◆ **ТЕКСТ ДЛЯ ЧТЕНИЯ**:
До того, как Рапаве и Рухадзе было предъявлено обвинение по делу, о котором я пишу, они уже побывали в тюремных камерах, куда в своё время сами отправляли большое число ни в чём не виновных людей.

Дело в том, что Рапава был арестован на излёте сталинской эпохи – 11 ноября 1951 г. и обвинён в принадлежности к так называемой «мингрело-националистической группе». Следствие по его делу вёл как раз Рухадзе.

Как показал Рапава в суде, Рухадзе вёл следствие с грубым нарушением закона. Ему создали невыносимые условия, в течение 160 суток он фактически не спал. Ночью допрашивали, а днём спать не давали, помещали его в холодные и горячие камеры, 35 суток держали в карцере.

Сотрудник внутренней тюрьмы МГБ Грузии свидетель Ф.В. Будников в суде показал, что арестованного Рапаву помещали в холодную камеру раздетым и в наручниках.

Но вот в чём парадокс. Впрочем, даже не парадокс, а обычный ход событий в то время. Так называемое «мингрельское дело» было прекращено, Рапаву из-под стражи освободили. Рухадзе же 11 июля 1952 г. арестовали и предъявили обвинение в том, что он являлся турецким шпионом и готовил террористический акт в отношении Сталина. В вину Рухадзе вменялось и то, что он женат на бывшей жене врага народа Арутюнова – бывшего секретаря бывшего председателя ГПУ Грузии Д.С. Киладзе. Только после ареста Берии эти несуразные обвинения с Рухадзе были сняты, но из-под стражи его не освободили, поскольку ему предъявили обвинения, которые рассматривались и исследовались Военной коллегией Верховного Суда СССР в ходе описываемого судебного процесса.

Шалва Отарович Церетели родился в 1894 г. в местечке Сачхере Сахерского района Грузии в семье дворянина, грузин. Имел среднее образование. В чине унтер-офицера служил в царской армии. В 1915–1917 гг. находился в плену у немцев, где поступил на службу в грузинский легион. Там ему было присвоено воинское звание «лейтенант», а затем и «обер-лейтенант». В легионе командовал ротой. По возвращении в Грузию служил в 1918–1921 гг. в войсках меньшевиков в чине штабс-капитана. В органах НКВД Грузии занимал различные должности. Будучи начальником Управления милиции НКВД Грузии, являлся членом тройки при НКВД Грузинской ССР с 11 августа 1937 г. до 13 июля 1938 г. В 1938 г., когда Берия уехал в Москву и стал народным комиссаром внутренних дел СССР, вместе с Гоглидзе, Кобуловым и другими он взял с собой и Церетели, назначив его заместителем начальника 3-го спецотдела. Был заместителем у П. Судоплатова, возглавлявшего группу, которой Берия поручал выполнять специальные задания. В 1941 году Церетели был назначен первым заместителем народного комиссара внутренних дел Грузии. Перед арестом Церетели – заместитель министра внутренних дел республики и начальник управления пограничных войск Грузинского военного округа. Воинское звание – генерал-лейтенант.

Записи данных
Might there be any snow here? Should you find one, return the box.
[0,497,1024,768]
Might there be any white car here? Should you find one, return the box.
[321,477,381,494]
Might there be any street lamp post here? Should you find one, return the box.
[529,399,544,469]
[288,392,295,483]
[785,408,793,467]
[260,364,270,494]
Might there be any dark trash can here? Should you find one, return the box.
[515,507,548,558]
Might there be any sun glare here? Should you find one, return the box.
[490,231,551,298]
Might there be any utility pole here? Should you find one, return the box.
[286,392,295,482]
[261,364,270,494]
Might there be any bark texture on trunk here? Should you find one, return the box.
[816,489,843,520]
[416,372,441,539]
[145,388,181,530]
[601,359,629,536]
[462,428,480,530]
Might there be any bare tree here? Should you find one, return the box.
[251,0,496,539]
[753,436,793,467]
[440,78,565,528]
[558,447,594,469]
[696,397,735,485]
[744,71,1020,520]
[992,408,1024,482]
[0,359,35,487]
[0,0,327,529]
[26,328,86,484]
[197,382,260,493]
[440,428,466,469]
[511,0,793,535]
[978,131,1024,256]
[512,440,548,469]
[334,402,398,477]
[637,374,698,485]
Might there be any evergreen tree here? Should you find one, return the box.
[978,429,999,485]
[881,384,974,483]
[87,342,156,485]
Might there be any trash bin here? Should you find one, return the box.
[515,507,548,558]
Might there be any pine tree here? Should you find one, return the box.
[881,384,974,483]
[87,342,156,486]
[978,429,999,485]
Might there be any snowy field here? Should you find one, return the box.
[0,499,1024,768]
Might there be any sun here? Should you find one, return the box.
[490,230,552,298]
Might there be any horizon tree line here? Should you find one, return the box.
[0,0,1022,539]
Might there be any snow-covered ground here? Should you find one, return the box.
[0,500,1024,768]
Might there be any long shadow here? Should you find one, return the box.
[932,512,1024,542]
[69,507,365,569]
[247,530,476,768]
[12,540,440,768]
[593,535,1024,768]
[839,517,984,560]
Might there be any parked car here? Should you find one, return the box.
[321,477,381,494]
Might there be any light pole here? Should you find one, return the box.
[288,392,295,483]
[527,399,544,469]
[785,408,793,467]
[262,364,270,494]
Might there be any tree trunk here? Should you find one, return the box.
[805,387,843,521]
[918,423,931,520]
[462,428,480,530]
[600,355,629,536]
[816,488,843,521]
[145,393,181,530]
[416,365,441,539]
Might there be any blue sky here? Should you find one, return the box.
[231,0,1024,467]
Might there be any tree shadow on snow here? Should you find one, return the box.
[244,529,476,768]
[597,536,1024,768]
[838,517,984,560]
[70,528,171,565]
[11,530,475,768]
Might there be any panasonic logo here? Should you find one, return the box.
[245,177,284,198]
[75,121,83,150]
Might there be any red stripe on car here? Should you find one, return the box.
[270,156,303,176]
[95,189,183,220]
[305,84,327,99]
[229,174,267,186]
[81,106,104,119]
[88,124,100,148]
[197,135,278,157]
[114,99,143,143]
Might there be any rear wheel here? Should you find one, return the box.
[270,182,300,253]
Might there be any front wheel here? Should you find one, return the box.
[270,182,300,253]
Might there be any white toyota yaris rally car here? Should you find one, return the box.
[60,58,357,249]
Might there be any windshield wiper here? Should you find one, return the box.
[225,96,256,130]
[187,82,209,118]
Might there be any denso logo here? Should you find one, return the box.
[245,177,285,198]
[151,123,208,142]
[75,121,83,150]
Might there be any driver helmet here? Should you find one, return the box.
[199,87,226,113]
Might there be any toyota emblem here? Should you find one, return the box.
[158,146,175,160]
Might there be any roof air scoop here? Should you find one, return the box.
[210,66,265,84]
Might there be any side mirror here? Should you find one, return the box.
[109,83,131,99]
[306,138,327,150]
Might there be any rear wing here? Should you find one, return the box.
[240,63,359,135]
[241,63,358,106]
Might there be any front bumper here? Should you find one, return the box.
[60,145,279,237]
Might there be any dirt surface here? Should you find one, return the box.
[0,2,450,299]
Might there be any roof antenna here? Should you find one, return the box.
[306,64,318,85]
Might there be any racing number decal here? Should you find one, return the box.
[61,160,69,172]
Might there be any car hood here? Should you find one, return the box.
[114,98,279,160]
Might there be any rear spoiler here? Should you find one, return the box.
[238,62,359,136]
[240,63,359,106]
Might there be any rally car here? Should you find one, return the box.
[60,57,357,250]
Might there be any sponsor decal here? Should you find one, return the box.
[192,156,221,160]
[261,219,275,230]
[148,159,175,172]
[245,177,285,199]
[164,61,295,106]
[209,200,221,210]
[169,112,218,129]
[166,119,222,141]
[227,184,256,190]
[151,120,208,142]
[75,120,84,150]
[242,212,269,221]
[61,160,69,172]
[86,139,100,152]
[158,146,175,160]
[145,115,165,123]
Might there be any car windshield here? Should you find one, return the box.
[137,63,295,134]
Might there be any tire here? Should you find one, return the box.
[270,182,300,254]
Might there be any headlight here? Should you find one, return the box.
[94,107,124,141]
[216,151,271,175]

◆ **ЗАДАНИЯ**:
a - Назовите дату ареста Рапавы, указанную в тексте о Рапаве, Рухадзе и Церетели.
b - Продолжите текст о Рапаве, Рухадзе и Церетели, начав сразу после его последнего предложения.

◆ **ОТВЕТЫ**:
a - Рапава был арестован 11 ноября 1951 г.

b -
Константин Сергеевич Савицкий родился в 1905 г., русский, имел высшее образование. Его отец – полковник русской армии. В органах НКВД Савицкий работал с 1931 г. до апреля 1939 г., в 1942–1946 гг. и три с половиной месяца в 1953 г. В НКВД Грузинской ССР являлся начальником 1-го отделения и помощником начальника 4-го отдела УГБ НКВД Грузинской ССР. В 1942 г. Савицкий был назначен заместителем начальника 4-го отделения 2-го отдела 4-го Управления НКВД СССР. В 1943 г. он стал секретарём заместителя народного комиссара государственной безопасности СССР Кобулова. В июне 1948 г. из органов МГБ был уволен по болезни. Когда Кобулова направили на работу в Главное управление советского имущества за границей (ГУСИМЗ) заместителем начальника, Савицкий поступил на работу в это Управление на должность его помощника, и этой должности состоял до марта 1953 г., после чего был назначен помощником заместителя министра внутренних дел СССР Кобулова. Воинское звание – полковник.

Никита Аркадьевич Кримян родился в 1913 г. в городе Карее, армянин. Имел высшее педагогическое образование. В органах НКВД Грузии стал работать со второй половины 1932 г. До 1933 г. был практикантом экономического отдела ГПУ Грузинской ССР, а затем до 1935 г. – уполномоченным 4-го отделения экономического отдела. В 1935 г. он был назначен оперативным уполномоченным 3-го отделения того же отдела. В 1937 г. Кримяна переводят в секретно-политический отдел НКВД Грузинской ССР, начальником которого был Кобулов. С ним он работал до конца 1939 г. В 1939–1940 гг. Кримян являлся заместителем начальника следственной части УНКВД Львовской области, а затем заместителем начальника УНКВД. В дальнейшем до 1943 г. Кримян работал в той же должности в Ярославской области, а затем до 1945 г. был там же начальником УНКГБ. В 1945 г. Кримян возвращается в Закавказье на должность народного комиссара (затем министра) внутренних дел Армянской ССР. В этой должности он состоял до 1947 г., после чего был назначен начальником УМГБ Ульяновской области. В 1951 г. был уволен со службы в звании полковника.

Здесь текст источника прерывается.